Excerpted passage:

= Beginning of Section =

Build a DVR for AI Agents: Episode Replay UI That Actually Works
Your AI agent just ran for 3 hours, made 847 LLM calls, processed 23 documents, and somehow decided that "banana" is the optimal solution to your customer's pricing inquiry — and you have zero idea why.
The Problem: Agent Debugging is Time Travel Without a Map
Here's what debugging autonomous agents looks like today: you stare at logs that read like a fever dream, try to reconstruct the agent's decision tree from scattered print statements, and eventually resort to the debugging strategy of "add more logs and pray."
The problem isn't just that agents are black boxes — it's that they're temporal black boxes. Unlike traditional software where you can set breakpoints and step through code, agents make decisions over time. They reason, remember, forget, and pivot based on context you can't see.
Current solutions fall into two equally useless camps:
- Log dumps: 50,000 lines of JSON that tell you everything except what you actually need to know
- Static dashboards: Pretty charts that show you what happened but not why it happened
What you actually need is a DVR. Something that lets you scrub through your agent's execution timeline, see the exact context at each decision point, and understand the chain of reasoning that led to catastrophe.
That's not a metaphor. That's literally what we're building.

= End of Section =

Material shown:
= Beginning of Section =

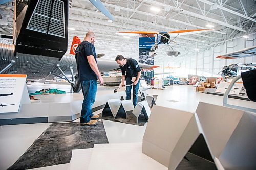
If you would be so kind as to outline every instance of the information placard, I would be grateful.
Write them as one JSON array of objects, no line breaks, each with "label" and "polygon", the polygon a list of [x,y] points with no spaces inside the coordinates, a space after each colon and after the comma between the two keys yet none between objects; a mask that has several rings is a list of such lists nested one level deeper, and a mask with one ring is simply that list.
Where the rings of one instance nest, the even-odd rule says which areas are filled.
[{"label": "information placard", "polygon": [[0,74],[0,113],[18,112],[26,75]]}]

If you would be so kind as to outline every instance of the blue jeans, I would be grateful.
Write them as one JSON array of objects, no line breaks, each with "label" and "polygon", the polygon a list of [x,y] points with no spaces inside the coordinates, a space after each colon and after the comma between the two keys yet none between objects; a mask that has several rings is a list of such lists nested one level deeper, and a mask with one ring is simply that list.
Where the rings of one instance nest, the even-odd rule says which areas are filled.
[{"label": "blue jeans", "polygon": [[[126,84],[130,84],[130,82],[126,79]],[[128,84],[127,84],[128,83]],[[133,106],[135,107],[137,104],[137,101],[138,101],[138,91],[139,91],[139,88],[140,87],[140,80],[138,82],[138,83],[135,86],[130,86],[126,87],[125,92],[126,93],[126,100],[131,99],[131,93],[132,91],[132,86],[133,87]]]},{"label": "blue jeans", "polygon": [[83,101],[82,102],[82,111],[80,122],[84,123],[90,120],[93,116],[92,107],[95,101],[97,92],[97,80],[90,80],[81,82]]}]

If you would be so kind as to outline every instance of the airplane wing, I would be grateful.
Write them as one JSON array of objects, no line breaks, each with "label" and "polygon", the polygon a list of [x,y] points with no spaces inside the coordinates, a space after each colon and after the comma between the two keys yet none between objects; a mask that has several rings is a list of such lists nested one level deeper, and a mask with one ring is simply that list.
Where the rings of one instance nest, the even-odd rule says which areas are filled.
[{"label": "airplane wing", "polygon": [[[120,70],[119,66],[116,63],[115,60],[98,58],[97,59],[97,63],[98,64],[99,70],[101,72],[118,71]],[[158,66],[157,66],[140,63],[139,63],[139,66],[141,69],[154,69],[158,67]]]},{"label": "airplane wing", "polygon": [[119,32],[116,33],[116,34],[119,35],[134,35],[138,36],[141,35],[154,35],[158,34],[159,32],[156,31],[124,31],[124,32]]},{"label": "airplane wing", "polygon": [[[168,33],[169,34],[178,33],[179,34],[181,35],[186,35],[186,34],[200,33],[210,30],[212,30],[212,29],[183,30],[176,30],[176,31],[170,31],[168,32]],[[119,32],[118,33],[116,33],[116,34],[120,35],[137,35],[138,34],[139,35],[160,34],[159,32],[156,32],[156,31],[124,31],[124,32]],[[162,35],[161,35],[162,36]]]},{"label": "airplane wing", "polygon": [[80,43],[81,40],[80,40],[79,38],[77,36],[74,36],[74,37],[73,37],[72,44],[71,45],[69,54],[75,55],[75,51]]},{"label": "airplane wing", "polygon": [[99,10],[105,15],[109,19],[114,21],[115,19],[109,12],[108,9],[103,5],[102,3],[100,0],[89,0]]},{"label": "airplane wing", "polygon": [[239,58],[244,58],[248,57],[253,57],[256,56],[256,46],[252,46],[249,48],[244,48],[233,52],[229,53],[227,53],[216,57],[218,58],[221,59],[237,59]]},{"label": "airplane wing", "polygon": [[176,34],[176,35],[177,35],[177,34],[179,34],[179,35],[183,35],[201,33],[211,31],[213,29],[182,30],[170,31],[168,32],[168,33],[169,33],[169,34]]}]

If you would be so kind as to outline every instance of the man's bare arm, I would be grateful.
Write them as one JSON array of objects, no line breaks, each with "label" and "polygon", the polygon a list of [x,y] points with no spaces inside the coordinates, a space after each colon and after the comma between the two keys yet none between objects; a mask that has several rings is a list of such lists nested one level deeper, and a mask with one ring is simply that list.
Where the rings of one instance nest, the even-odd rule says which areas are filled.
[{"label": "man's bare arm", "polygon": [[122,80],[121,80],[121,83],[122,83],[122,86],[124,87],[125,85],[124,84],[124,81],[125,80],[125,76],[124,75],[122,75]]}]

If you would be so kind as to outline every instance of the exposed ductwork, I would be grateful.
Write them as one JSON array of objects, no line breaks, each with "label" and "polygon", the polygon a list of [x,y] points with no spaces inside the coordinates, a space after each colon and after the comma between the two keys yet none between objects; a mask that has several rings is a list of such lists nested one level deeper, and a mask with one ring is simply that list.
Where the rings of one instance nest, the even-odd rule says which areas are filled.
[{"label": "exposed ductwork", "polygon": [[61,58],[68,47],[69,0],[16,0],[14,54]]}]

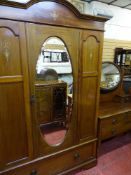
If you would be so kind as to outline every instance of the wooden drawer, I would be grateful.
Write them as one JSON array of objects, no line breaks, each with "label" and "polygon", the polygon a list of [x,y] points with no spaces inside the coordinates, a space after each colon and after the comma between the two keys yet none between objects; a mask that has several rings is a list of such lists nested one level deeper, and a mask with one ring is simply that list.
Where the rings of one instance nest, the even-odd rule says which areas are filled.
[{"label": "wooden drawer", "polygon": [[124,116],[124,123],[129,124],[131,123],[131,112],[126,112]]},{"label": "wooden drawer", "polygon": [[[96,142],[93,142],[32,162],[2,175],[58,175],[60,172],[95,161]],[[33,171],[37,173],[31,174]]]},{"label": "wooden drawer", "polygon": [[122,122],[124,114],[113,115],[107,118],[100,119],[100,124],[102,126],[116,125]]},{"label": "wooden drawer", "polygon": [[100,131],[100,139],[104,140],[104,139],[108,139],[111,137],[116,136],[117,134],[120,134],[123,132],[123,124],[119,123],[117,125],[114,126],[105,126],[105,127],[101,127],[101,131]]}]

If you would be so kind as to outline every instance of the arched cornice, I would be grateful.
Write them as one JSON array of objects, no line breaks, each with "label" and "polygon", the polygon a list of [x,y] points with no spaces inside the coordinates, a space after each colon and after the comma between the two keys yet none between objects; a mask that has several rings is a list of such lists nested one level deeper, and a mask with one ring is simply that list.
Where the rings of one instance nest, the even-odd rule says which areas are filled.
[{"label": "arched cornice", "polygon": [[44,1],[51,1],[51,2],[56,2],[59,4],[62,4],[66,6],[70,11],[72,11],[78,18],[80,19],[85,19],[85,20],[94,20],[94,21],[101,21],[105,22],[109,20],[108,18],[105,17],[98,17],[98,16],[92,16],[92,15],[86,15],[86,14],[81,14],[69,1],[67,0],[30,0],[27,3],[19,3],[19,2],[13,2],[13,1],[7,1],[7,0],[0,0],[0,5],[4,6],[10,6],[10,7],[15,7],[15,8],[22,8],[22,9],[28,9],[32,5],[39,3],[39,2],[44,2]]}]

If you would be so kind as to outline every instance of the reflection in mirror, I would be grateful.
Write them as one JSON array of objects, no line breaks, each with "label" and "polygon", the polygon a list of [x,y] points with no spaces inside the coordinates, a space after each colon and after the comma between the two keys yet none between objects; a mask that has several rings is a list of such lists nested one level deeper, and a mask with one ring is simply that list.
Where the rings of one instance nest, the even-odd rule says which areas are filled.
[{"label": "reflection in mirror", "polygon": [[37,119],[46,143],[60,145],[72,115],[73,76],[70,56],[58,37],[48,38],[36,65]]},{"label": "reflection in mirror", "polygon": [[101,71],[101,91],[109,92],[115,89],[121,80],[120,71],[114,63],[103,62]]}]

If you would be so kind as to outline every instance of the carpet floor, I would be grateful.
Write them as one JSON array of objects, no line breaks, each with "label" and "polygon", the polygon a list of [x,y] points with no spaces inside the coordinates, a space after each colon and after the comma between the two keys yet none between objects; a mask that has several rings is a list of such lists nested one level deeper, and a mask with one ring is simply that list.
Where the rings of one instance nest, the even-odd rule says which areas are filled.
[{"label": "carpet floor", "polygon": [[131,132],[103,142],[97,166],[72,175],[131,175]]}]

= End of Section =

Exercise tasks:
1. Render this sentence from the agent-replay article in Spanish: "Unlike traditional software where you can set breakpoints and step through code, agents make decisions over time."
2. Reproduce word for word the stretch of the agent-replay article from "The Problem: Agent" through "you can't see.".

Completed exercise:
1. A diferencia del software tradicional, donde puedes establecer puntos de interrupción y avanzar paso a paso por el código, los agentes toman decisiones a lo largo del tiempo.

2.
The Problem: Agent Debugging is Time Travel Without a Map
Here's what debugging autonomous agents looks like today: you stare at logs that read like a fever dream, try to reconstruct the agent's decision tree from scattered print statements, and eventually resort to the debugging strategy of "add more logs and pray."
The problem isn't just that agents are black boxes — it's that they're temporal black boxes. Unlike traditional software where you can set breakpoints and step through code, agents make decisions over time. They reason, remember, forget, and pivot based on context you can't see.